» EXTRACT PROVIDED
§ §
It has not been an easy year to get any crops drilled in the traditional spring-sowing window of February-March. The winter rainfall and then the 'Beast from the East' all conspired to mean that no drilling took place until the second week of April in the majority of the country. After that, many growers wanted to get their barley crops drilled first to try and ensure that both yield and malting quality aspirations were achieved.
When pulse crops were finally sown, they went into warm soils with plenty of available moisture. This scenario has continued throughout the record-breaking month of May and into June. In many fields, this rapid growth period to catch up on the growth stages has meant a big demand for nutrients from the soil. Pulses have an Nmax for zero nitrogen (even a nitrate-based trace element application could find you transgressing these nitrate vulnerable zone (NVZ) rules) but do require other nutrients of which the soil might not be able to sufficiently provide in the available timespan.
Phosphate is a key nutrient for the production of a dense and deep root system. In the early stages of growth a post-emergence dose of phosphite can help to promote a healthy plant. This can only be applied early on in the crop's life because the Maximum Residue Level (MRL) for phosphite has been set at a level which precludes any later applications.
§ §
» INFORMATION SHOWN

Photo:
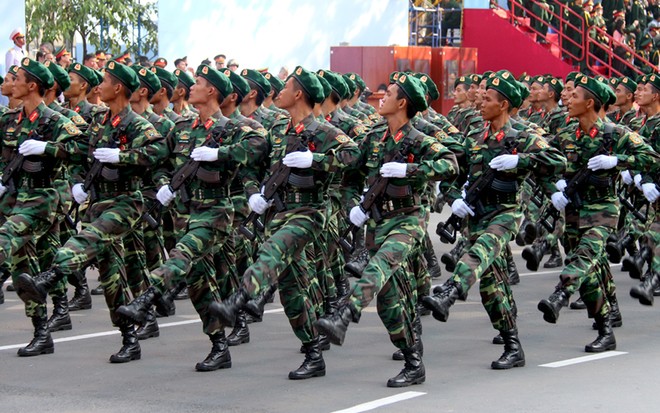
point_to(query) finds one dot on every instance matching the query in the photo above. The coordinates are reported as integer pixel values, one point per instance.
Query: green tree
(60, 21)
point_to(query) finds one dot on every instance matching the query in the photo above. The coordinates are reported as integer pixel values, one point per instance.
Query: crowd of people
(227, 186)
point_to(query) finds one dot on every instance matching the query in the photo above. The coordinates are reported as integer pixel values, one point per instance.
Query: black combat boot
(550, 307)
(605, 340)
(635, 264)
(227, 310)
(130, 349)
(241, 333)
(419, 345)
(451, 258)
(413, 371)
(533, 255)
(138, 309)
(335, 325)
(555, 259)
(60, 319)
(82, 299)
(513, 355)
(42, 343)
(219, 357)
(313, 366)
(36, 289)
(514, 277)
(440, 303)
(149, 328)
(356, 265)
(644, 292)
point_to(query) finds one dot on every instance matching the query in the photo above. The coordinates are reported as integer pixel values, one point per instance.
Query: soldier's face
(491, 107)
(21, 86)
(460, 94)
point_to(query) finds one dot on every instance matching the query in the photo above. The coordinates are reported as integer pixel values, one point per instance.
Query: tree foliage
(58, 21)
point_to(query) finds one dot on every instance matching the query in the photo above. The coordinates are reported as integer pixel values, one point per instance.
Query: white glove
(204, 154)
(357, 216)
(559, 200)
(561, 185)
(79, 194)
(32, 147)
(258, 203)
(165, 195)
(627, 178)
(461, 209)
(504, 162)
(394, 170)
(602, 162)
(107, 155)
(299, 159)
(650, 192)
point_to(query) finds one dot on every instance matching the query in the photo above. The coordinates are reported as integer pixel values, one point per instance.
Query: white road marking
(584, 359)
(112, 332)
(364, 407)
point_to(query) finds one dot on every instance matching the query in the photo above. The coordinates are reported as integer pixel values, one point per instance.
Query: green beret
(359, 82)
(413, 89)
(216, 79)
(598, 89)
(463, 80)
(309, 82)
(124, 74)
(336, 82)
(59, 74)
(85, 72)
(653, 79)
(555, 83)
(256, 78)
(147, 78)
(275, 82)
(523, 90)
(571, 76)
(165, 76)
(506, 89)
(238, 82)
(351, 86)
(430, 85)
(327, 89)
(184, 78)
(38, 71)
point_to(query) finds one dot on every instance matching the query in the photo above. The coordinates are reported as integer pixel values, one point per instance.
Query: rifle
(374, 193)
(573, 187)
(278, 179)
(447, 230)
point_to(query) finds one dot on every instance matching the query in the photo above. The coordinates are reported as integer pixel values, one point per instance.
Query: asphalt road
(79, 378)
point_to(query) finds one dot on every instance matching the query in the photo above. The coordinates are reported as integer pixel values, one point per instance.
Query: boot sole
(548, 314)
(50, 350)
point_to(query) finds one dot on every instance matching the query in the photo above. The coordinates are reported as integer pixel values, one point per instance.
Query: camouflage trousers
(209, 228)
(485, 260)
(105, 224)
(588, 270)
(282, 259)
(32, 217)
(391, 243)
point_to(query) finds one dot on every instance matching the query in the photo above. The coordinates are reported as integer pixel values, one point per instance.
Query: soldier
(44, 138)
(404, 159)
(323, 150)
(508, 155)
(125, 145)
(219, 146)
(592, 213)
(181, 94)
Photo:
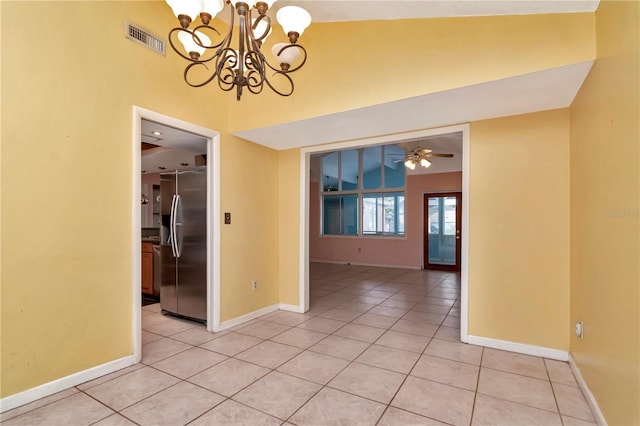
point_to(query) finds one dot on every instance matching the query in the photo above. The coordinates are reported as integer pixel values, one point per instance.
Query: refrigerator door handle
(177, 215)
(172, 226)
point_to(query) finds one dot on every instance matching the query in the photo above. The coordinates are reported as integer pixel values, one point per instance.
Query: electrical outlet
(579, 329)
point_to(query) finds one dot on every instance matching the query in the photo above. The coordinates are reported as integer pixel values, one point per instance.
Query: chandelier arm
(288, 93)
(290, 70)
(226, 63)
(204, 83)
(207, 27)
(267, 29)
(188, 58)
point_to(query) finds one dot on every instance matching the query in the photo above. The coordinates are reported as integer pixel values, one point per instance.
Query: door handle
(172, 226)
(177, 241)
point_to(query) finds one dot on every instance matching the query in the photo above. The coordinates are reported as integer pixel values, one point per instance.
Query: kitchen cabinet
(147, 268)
§ §
» TASKS TO CARRY OUT
[1] Using the extract on pulse crops, decide whether each statement agrees with it: (a) In most of the country, drilling did not start until the second week of April. (b) Phosphite may be applied at any stage of the crop's life. (c) The pulse crops were sown into cold, dry soils. Answer yes or no for each and quote the words from the extract that decide it.
[2] Carry on the extract on pulse crops from the point where it stops.

» ANSWERS
[1]
(a) Yes: "no drilling took place until the second week of April in the majority of the country."
(b) No: "This can only be applied early on in the crop's life."
(c) No: "they went into warm soils with plenty of available moisture."

[2]
Once the pulse crop starts to flower, especially in a year like this, a period of very rapid growth combined with high temperatures and plentiful moisture (just the weather pattern to get potato blight started too) can often see mildew starting to appear. While fungicide usage can ensure other diseases are kept at bay, this is not the case for mildew in pulses. Ensuring adequate nutrition of many of the trace elements, by using a product such as Omex Zynergy (contains copper, zinc and sulphur), will ensure a clean and healthy crop.
Control of diseases like chocolate spot in beans will always require a fungicide programme. A two-spray plan, in conjunction with adequate nutrition applications, is usually sufficient to allow the crop to reach its yield potential.
With temperatures remaining high, as they usually do during June, it is time to be on the lookout for pests.
Ones to be especially vigilant against include the black bean aphid (Aphis fabae) in field beans – which can very quickly multiply in the right weather conditions – and the Bruchid beetle. In fact, the latter has the potential to really thrive this week, with the forecasted high temperatures likely to make the pest much more active. Once 10% or more of the plants are infested, a spray treatment of pirimicarb will be required to control the aphids.
In peas, it is the pea aphid (acyrthosiphon pisum) that should be looked for and again, at 10% infestation this should be controlled.